◆ Given data:
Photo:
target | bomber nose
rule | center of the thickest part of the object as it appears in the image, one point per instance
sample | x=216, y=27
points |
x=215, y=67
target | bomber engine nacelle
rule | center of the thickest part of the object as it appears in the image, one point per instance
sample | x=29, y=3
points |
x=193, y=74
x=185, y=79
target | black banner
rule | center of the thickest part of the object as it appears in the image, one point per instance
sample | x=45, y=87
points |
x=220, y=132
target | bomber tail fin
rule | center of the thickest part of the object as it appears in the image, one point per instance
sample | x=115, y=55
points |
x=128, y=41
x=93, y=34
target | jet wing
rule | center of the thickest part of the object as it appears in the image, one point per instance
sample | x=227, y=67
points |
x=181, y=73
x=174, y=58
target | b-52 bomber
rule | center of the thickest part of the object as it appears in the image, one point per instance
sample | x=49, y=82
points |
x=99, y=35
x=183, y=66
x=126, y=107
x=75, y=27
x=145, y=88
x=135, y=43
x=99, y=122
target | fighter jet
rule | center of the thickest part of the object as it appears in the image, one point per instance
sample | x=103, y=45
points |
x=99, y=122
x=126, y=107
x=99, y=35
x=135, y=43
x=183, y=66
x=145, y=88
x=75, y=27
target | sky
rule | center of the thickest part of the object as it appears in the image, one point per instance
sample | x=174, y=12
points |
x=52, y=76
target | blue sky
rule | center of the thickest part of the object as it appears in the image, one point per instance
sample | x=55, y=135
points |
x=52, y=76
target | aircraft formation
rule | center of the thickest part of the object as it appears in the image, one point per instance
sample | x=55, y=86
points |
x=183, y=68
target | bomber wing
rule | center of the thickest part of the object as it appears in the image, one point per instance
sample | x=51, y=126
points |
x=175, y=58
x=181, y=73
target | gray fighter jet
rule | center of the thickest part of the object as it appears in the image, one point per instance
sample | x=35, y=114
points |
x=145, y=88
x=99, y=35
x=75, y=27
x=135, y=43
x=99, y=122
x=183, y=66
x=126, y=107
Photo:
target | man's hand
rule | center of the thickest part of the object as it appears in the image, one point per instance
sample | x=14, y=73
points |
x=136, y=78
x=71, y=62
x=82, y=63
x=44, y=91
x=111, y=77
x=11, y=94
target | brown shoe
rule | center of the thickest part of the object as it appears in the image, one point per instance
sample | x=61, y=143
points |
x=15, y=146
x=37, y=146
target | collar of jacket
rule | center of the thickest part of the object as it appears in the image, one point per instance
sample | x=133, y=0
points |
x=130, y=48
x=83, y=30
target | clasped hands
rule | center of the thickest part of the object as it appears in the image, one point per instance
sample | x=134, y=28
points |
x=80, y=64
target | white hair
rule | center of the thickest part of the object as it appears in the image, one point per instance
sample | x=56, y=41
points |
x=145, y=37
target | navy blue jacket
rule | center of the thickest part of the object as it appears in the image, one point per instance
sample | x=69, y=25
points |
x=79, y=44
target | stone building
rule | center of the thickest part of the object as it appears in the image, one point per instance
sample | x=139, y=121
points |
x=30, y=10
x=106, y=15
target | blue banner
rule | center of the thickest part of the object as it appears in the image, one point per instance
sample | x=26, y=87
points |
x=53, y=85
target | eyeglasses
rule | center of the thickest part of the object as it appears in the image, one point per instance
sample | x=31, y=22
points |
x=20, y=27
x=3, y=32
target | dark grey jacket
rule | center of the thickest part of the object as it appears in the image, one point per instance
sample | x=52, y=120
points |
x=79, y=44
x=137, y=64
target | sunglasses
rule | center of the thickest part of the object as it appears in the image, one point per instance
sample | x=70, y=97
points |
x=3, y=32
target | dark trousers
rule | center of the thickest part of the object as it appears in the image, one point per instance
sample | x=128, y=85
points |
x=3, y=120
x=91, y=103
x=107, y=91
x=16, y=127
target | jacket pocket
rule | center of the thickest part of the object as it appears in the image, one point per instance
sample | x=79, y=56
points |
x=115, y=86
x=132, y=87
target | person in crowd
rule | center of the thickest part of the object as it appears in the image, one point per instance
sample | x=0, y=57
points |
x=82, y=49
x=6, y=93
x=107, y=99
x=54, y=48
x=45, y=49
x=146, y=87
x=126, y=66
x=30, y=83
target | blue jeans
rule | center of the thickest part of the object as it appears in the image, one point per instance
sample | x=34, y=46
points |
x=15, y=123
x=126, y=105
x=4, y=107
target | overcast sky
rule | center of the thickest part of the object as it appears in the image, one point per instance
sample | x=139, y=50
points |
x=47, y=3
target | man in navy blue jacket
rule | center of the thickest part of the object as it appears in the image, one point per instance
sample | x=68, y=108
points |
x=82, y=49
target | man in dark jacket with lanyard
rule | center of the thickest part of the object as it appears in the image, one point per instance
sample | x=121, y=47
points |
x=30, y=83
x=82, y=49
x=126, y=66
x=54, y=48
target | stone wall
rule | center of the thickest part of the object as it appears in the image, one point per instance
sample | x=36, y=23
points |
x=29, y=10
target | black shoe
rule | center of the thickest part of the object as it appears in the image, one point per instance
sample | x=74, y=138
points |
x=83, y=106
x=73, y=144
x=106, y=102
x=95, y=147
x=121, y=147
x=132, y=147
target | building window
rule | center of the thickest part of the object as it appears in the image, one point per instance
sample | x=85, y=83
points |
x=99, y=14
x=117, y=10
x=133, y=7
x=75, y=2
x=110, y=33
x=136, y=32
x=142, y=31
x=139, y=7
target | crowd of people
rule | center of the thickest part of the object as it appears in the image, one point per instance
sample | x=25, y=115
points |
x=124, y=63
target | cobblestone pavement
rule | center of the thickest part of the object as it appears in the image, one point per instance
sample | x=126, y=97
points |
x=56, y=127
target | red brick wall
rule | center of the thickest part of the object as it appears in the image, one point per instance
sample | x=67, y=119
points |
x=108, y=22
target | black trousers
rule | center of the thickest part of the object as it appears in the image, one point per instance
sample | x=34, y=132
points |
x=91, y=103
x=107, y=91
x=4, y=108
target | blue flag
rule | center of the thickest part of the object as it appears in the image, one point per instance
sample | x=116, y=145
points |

* * *

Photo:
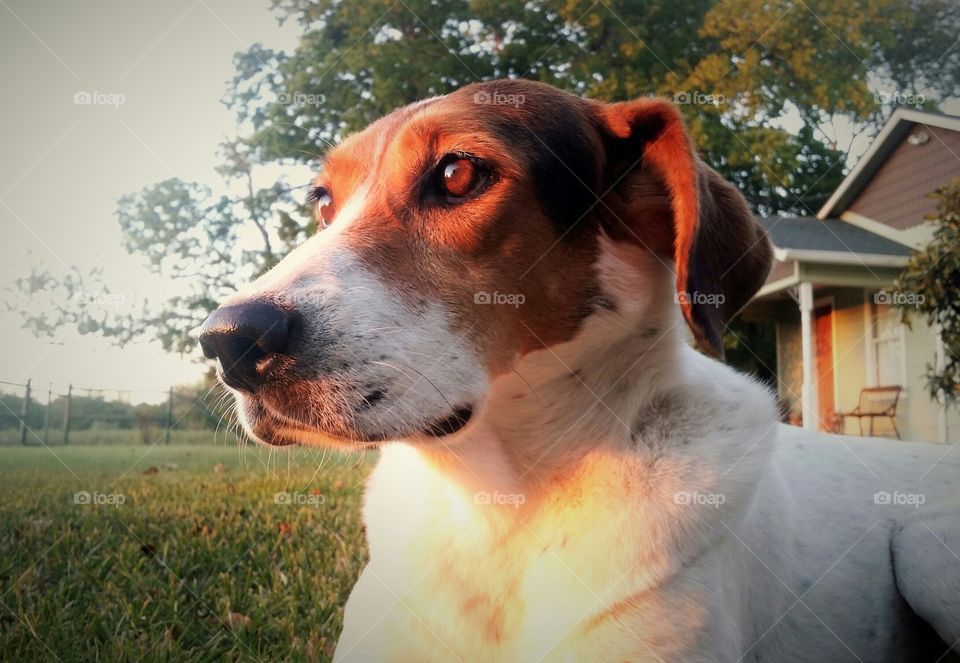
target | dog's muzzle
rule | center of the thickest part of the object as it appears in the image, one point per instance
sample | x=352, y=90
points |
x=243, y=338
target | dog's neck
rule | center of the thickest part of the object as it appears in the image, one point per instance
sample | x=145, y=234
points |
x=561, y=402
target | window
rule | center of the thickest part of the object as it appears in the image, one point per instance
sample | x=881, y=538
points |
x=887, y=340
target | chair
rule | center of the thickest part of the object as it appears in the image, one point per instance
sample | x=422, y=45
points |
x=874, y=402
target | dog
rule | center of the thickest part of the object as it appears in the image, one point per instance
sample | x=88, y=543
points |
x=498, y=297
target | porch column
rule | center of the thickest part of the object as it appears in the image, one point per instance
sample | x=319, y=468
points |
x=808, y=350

◆ Stated problem:
Can you reproduce, word for word, the stretch of the items that begins with the line containing "target | collar of jacket" and ends with the line containing "x=145, y=37", with both of those lines included?

◆ Correct response:
target | collar of jacket
rule | center of the thickest part of the object as it appears in the image, one point per instance
sample | x=133, y=0
points |
x=130, y=48
x=83, y=30
target | clasped hands
rule | center of the thickest part of the object as it appears in the image, one point per instance
sample | x=134, y=28
points |
x=80, y=64
target | white hair
rule | center of the thickest part of the object as it appears in the image, one point per instance
sample | x=56, y=41
points |
x=145, y=37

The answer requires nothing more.